- Task statement
Which lines of the records contain the word "building"? Copy each such line in full, and count a line only when the letters match in case.

- Available records

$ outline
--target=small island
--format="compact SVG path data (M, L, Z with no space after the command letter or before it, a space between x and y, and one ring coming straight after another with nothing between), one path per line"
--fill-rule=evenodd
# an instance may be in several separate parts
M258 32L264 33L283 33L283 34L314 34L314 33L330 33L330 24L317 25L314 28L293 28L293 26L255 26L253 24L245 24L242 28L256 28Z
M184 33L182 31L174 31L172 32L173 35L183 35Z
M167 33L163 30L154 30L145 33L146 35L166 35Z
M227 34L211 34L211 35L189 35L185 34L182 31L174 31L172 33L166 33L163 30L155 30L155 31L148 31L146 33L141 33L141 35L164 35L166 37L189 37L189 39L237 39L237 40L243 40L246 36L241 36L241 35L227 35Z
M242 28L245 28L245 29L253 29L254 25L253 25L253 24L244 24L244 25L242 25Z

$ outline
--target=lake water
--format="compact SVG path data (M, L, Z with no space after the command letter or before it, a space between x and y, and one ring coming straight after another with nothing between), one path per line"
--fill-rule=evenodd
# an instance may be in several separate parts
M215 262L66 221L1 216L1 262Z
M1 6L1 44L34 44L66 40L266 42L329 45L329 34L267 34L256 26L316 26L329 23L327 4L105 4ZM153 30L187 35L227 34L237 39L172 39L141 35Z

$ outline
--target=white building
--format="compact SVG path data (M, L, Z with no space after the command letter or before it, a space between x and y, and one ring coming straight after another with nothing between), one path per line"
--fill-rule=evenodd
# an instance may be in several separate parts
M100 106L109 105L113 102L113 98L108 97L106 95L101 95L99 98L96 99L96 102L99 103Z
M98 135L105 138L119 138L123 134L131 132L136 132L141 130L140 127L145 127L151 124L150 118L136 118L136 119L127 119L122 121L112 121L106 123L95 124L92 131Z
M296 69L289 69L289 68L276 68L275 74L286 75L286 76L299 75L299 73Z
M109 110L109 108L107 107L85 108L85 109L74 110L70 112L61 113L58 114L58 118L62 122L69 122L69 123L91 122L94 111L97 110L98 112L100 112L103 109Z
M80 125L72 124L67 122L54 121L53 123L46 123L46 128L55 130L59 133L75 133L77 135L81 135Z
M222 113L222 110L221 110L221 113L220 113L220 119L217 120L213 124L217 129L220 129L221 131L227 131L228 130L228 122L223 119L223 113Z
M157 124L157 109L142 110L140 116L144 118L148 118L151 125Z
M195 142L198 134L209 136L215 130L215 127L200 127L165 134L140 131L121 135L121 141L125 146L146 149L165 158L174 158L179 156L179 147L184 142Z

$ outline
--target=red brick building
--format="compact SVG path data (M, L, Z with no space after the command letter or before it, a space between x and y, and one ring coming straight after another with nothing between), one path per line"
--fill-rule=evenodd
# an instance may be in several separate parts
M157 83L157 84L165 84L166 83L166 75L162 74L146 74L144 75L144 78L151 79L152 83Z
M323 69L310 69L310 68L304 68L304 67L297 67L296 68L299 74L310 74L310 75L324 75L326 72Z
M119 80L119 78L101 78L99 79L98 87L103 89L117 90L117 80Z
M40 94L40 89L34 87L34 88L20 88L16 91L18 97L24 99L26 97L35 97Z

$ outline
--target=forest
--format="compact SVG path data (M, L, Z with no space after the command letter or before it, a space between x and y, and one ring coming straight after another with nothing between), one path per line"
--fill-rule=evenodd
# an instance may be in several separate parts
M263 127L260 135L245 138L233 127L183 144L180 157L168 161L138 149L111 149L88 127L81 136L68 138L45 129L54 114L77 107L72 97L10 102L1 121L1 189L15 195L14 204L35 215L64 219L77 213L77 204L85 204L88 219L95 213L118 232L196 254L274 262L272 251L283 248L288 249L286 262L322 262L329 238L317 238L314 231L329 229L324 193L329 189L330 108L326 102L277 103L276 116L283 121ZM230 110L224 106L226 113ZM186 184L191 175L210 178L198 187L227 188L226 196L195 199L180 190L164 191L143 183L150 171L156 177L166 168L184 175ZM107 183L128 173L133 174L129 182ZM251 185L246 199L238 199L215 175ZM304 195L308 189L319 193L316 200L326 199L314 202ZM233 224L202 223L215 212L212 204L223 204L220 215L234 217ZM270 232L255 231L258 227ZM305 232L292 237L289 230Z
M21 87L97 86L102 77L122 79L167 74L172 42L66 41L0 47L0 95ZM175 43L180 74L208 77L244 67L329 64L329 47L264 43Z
--
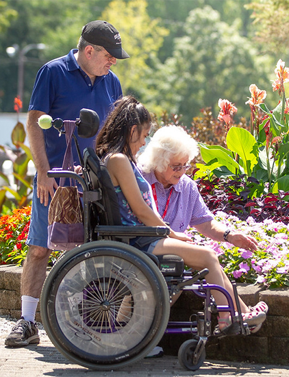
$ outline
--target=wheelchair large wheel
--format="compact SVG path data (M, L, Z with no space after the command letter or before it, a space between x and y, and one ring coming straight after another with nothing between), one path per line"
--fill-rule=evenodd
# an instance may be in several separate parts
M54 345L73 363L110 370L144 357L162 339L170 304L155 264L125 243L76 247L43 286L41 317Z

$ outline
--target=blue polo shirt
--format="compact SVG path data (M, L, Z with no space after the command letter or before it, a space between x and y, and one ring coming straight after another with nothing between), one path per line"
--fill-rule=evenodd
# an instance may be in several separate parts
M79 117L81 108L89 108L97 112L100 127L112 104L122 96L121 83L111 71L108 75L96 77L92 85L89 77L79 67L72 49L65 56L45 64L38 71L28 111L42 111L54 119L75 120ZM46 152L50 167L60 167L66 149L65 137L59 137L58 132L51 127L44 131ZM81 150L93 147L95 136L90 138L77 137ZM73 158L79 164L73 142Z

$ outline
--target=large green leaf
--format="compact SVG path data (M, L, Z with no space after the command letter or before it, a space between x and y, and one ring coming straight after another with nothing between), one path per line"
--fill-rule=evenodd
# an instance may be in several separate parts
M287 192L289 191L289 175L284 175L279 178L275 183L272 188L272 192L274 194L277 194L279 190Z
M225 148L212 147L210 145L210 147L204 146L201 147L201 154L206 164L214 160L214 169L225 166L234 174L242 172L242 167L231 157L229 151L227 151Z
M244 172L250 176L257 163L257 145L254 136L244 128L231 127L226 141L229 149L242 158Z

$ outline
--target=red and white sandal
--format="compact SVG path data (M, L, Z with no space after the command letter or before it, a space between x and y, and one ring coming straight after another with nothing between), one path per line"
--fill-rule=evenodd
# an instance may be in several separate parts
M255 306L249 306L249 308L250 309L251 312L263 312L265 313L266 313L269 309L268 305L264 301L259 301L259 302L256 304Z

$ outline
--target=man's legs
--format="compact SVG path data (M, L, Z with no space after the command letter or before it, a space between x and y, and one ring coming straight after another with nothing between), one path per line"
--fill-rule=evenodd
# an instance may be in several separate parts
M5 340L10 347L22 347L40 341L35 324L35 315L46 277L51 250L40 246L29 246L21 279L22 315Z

- Finished exercise
--target=white building
--target=red brick building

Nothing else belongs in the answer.